[Your goal] Among the records below, find each line containing the word "arched" and copy it.

Items listed in a dataset
--- START ---

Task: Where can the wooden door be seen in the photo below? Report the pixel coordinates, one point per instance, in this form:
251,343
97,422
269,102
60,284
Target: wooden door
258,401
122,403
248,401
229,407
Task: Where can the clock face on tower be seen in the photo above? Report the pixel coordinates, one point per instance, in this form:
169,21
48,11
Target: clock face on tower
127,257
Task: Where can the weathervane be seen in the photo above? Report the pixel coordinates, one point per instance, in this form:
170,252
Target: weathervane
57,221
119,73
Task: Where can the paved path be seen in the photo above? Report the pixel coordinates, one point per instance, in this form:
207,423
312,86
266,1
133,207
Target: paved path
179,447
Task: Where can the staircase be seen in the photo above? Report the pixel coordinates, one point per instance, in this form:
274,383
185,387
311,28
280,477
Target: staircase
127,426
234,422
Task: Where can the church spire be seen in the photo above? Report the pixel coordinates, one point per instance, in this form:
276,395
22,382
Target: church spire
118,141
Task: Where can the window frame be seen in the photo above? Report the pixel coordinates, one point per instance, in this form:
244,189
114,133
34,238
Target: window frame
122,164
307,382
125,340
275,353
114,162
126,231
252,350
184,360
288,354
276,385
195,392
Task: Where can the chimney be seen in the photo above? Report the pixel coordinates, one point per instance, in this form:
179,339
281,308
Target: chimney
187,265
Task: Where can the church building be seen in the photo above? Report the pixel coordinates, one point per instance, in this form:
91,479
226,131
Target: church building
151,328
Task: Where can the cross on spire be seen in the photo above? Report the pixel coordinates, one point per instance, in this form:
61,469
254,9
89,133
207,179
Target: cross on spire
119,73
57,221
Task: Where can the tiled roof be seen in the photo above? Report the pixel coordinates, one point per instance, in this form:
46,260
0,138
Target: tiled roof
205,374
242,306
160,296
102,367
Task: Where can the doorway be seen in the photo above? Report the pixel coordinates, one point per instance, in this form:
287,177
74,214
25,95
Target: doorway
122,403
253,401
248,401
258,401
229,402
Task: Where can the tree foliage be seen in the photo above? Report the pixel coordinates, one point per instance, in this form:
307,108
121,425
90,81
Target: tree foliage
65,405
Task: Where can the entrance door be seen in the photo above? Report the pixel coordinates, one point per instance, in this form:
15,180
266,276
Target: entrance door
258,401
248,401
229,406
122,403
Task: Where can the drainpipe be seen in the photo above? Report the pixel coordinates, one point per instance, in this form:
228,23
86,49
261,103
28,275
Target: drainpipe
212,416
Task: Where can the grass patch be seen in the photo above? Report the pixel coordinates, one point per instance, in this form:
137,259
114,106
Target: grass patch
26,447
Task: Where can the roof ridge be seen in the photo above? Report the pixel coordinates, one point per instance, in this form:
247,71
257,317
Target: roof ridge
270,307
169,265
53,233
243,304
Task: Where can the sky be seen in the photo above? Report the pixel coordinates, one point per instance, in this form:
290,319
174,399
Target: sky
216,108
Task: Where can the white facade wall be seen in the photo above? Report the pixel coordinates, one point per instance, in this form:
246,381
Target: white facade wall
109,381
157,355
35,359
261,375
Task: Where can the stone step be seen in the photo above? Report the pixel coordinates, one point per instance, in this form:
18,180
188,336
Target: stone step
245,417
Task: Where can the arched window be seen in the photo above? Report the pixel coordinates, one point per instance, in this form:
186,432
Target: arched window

--- END ---

[Output of the exercise]
Task: Where can the arched window be seen in the photo above? Report the pixel coordinates, one point per instance, in this form:
Target: arched window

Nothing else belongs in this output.